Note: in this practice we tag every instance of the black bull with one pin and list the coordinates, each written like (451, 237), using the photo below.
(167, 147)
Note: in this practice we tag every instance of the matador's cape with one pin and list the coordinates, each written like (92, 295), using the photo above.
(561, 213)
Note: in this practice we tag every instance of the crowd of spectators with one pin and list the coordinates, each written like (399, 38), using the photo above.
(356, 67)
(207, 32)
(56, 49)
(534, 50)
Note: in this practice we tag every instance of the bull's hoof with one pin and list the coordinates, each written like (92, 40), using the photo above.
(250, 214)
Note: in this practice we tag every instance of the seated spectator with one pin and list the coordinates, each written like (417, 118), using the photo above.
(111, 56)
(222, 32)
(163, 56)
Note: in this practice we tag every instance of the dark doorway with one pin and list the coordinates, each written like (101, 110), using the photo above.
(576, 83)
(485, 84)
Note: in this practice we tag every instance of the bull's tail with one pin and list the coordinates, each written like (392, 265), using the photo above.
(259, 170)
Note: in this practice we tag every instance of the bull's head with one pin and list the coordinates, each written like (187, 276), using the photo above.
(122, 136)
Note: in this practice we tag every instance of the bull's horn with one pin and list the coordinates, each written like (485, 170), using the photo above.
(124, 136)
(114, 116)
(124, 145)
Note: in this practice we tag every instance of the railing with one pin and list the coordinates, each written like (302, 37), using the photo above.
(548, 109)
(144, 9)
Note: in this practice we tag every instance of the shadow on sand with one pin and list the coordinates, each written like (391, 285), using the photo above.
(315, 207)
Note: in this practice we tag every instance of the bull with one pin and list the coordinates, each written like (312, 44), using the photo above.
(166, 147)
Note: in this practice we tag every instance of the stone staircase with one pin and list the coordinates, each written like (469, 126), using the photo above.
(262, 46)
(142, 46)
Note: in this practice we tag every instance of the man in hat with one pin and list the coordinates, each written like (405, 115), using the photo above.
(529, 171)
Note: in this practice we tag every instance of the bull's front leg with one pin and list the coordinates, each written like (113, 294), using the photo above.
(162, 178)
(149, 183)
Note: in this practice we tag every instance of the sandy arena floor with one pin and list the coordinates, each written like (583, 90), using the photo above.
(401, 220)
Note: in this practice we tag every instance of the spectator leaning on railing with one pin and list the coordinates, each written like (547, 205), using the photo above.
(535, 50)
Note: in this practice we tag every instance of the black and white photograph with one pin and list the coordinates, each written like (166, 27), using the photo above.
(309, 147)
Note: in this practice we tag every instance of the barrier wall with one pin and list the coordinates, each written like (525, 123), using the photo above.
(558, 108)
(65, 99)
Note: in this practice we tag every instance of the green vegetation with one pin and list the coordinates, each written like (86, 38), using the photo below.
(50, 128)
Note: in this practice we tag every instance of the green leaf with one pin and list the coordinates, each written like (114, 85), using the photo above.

▸ **WHAT YOU NEED TO DO**: Working from the material above, retype it in its entirety without change.

▸ **ANSWER TO THIS TASK**:
Note: in this practice we tag every instance of the black bull with one pin and list the coordinates, each written like (451, 237), using the photo below.
(167, 147)
Note: in this practice we tag every instance of the matador's cape with one pin and list the coordinates, each written like (92, 295), using the photo above.
(561, 213)
Note: in this practice we tag every instance of the crowd of spectators with one pin and list the coordinates, each written like (399, 38), using the photo above.
(356, 67)
(207, 32)
(56, 49)
(534, 50)
Note: in this practice we tag every instance of the bull's hoof with one pin and list the coordinates, each written like (92, 40), using the photo above.
(250, 214)
Note: in this practice we tag every instance of the seated spectator with one pin and list the coordinates, each written like (417, 118), using the photo above.
(111, 56)
(222, 32)
(163, 56)
Note: in this practice we tag every instance of the dark doorway with one pin and list the coordinates, each written like (101, 110), using the photo above.
(576, 83)
(485, 84)
Note: in this practice we tag every instance of the bull's tail with one pin and list the coordinates, each written like (392, 265), using the photo above.
(259, 170)
Note: in this practice we tag every instance of the bull's head with one pin and list the coordinates, each written like (187, 276), using the photo above.
(122, 136)
Note: in this practice we tag every instance of the bull's horn with one pin and list the coordinates, each written like (485, 170), using the photo above.
(124, 136)
(114, 116)
(124, 145)
Note: in this practice we tag every instance of the railing with one pin and list the coordinates, each written like (302, 37), using the photo above.
(548, 109)
(144, 9)
Note: in this practice we tag every instance of the shadow on sand with one pin and list the coordinates, each written like (391, 285), using the photo above.
(315, 207)
Note: in this practice we tag every instance of the bull with one pin and list the coordinates, each written like (312, 44), using the photo above.
(166, 147)
Note: in this practice we tag every instance of the stone staircase with one pin and list the coordinates, each written like (469, 126), using the photo above.
(262, 46)
(142, 46)
Note: in this practice we tag every instance of the man in hat with one pin and list the coordinates, each written like (405, 115), using the photo above.
(529, 171)
Note: in this practice we tag every instance of the bull's front leg with one pin and list the coordinates, each written like (113, 294), using the photo above.
(162, 178)
(149, 183)
Note: in this practice we tag every instance of the sandy arena floor with one pin and list the coordinates, each written like (583, 90), using the photo above.
(401, 220)
Note: in this practice we tag every instance of the spectator leaning on railing with one pin and list the coordinates, each written like (547, 205), using the photo above.
(535, 50)
Note: in this practice we tag every instance of the black and white photograph with one pin and list the coordinates, each written like (166, 27), using the photo above.
(309, 147)
Note: in this practice we tag every instance of the barrier wall with one pin and list the coordinates, each written like (525, 123), using the photo above.
(558, 108)
(65, 99)
Note: in this practice we tag every instance of the green vegetation with one pin and list the coordinates, each written like (86, 38), using the photo below.
(50, 128)
Note: in this practice we tag every instance of the green leaf with one pin and list the coordinates, each written like (114, 85), using the photo above.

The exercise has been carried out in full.